List every line in the items below that contains the string "reflected". Case counts.

EXERCISE INPUT ▸
━━━

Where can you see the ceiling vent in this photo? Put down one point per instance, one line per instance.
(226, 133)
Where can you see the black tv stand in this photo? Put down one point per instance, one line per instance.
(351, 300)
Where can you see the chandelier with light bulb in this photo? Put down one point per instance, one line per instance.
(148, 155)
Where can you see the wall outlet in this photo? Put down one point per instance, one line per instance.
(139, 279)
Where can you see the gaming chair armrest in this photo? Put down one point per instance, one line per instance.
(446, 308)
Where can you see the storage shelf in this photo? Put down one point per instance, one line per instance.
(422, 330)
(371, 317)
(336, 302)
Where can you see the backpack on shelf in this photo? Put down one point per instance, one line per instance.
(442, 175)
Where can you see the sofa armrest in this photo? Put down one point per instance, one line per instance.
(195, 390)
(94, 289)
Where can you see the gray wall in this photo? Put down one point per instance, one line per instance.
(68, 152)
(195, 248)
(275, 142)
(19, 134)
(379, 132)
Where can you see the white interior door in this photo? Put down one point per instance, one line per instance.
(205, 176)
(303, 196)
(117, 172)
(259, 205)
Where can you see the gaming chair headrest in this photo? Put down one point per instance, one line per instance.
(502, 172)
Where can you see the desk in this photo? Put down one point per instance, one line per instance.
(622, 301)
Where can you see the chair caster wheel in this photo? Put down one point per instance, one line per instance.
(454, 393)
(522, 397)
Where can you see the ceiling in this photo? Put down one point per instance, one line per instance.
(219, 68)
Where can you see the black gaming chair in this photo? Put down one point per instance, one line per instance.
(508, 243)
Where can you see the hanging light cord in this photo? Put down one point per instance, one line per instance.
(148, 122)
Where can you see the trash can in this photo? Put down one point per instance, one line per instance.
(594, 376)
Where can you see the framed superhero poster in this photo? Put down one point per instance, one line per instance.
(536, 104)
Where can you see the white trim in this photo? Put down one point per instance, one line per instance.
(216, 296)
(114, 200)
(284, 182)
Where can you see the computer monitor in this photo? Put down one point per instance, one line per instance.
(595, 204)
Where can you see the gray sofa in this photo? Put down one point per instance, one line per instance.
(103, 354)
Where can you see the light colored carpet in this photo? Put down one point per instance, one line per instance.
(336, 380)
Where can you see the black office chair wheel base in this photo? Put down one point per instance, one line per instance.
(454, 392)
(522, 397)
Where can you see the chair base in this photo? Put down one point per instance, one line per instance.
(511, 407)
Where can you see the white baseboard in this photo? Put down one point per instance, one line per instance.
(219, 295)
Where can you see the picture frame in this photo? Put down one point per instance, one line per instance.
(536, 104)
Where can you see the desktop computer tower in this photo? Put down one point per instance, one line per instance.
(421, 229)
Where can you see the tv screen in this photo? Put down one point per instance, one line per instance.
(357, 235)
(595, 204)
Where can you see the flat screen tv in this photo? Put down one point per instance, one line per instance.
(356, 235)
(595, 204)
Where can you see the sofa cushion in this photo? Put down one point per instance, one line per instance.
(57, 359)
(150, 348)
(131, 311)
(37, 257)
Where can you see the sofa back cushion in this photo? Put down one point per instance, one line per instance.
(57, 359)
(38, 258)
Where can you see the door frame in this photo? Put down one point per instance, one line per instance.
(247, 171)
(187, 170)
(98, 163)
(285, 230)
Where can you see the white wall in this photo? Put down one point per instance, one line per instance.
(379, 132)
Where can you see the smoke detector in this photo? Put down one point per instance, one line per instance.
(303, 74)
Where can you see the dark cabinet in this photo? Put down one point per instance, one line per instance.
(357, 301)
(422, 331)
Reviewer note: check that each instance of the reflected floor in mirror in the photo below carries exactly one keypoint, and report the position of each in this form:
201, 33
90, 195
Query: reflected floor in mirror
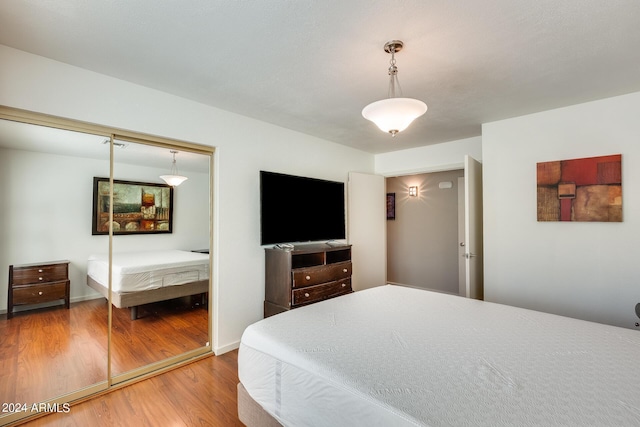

━━━

RESPONSE TO THE TASK ▸
Reviewer note: check that each instance of the reflected floor in mirror in the photo below carries exactly one keypoint, and report the position of each in this form:
Query: reflected floor in mirror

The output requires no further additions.